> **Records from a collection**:
* Begin *

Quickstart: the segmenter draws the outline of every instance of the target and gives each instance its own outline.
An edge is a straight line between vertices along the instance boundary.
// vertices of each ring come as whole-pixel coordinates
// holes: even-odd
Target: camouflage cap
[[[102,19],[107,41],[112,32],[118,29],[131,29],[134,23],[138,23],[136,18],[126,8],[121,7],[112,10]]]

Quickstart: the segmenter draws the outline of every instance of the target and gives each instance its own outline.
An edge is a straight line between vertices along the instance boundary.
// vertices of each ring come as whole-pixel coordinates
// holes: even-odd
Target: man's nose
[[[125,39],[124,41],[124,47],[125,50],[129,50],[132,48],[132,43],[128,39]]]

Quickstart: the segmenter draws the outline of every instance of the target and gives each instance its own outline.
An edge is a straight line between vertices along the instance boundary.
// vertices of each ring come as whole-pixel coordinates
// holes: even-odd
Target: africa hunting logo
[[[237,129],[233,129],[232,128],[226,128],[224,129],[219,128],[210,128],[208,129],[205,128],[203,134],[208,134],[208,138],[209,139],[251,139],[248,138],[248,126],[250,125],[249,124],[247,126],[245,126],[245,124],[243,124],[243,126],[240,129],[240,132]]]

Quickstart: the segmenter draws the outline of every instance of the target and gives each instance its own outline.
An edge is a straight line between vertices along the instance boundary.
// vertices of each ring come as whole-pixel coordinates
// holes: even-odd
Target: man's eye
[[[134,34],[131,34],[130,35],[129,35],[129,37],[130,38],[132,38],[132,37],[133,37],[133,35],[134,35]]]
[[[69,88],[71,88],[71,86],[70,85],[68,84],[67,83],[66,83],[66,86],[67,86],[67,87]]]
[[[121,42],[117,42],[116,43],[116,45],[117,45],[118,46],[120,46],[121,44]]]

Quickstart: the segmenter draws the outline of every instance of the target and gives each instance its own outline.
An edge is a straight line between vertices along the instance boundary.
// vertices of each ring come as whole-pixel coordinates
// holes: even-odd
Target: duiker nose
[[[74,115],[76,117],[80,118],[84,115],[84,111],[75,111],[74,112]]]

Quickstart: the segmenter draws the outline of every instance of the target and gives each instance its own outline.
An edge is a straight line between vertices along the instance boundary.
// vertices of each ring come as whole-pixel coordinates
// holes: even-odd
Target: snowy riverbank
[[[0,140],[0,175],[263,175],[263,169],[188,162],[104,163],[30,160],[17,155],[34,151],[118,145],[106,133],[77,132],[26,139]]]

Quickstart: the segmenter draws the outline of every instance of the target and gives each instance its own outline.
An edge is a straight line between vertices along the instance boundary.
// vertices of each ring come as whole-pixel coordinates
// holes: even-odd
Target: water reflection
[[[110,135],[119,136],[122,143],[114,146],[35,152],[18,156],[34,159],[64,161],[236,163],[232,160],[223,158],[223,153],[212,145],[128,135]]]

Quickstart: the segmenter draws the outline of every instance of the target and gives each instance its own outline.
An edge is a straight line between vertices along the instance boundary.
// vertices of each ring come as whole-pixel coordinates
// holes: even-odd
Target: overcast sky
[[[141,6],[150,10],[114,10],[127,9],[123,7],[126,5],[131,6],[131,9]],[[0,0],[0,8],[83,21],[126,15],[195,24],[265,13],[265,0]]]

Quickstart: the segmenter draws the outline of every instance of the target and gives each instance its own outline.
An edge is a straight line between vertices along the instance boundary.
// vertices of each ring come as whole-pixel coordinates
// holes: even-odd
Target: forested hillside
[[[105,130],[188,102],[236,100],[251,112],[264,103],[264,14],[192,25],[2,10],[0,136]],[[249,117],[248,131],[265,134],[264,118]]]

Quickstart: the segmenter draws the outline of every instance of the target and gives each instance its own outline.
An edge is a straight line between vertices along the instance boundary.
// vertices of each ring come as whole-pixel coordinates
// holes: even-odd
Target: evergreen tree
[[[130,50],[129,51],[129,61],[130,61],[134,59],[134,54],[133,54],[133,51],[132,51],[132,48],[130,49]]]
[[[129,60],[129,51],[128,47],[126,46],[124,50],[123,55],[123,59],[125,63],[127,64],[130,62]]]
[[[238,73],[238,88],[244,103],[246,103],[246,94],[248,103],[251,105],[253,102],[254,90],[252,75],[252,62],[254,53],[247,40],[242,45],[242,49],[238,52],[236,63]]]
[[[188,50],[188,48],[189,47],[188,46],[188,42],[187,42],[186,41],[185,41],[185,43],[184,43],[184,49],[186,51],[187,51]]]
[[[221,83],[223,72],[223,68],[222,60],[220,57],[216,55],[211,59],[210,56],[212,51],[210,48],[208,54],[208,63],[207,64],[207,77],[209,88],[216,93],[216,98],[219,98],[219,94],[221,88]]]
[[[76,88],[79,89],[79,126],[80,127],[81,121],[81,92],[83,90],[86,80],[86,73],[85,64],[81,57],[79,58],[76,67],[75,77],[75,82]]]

* End *

> **Directions for this task**: Pick out every line in the records above that contains the word "nose", and copy each one.

> **The response**:
Target: man's nose
Target: duiker nose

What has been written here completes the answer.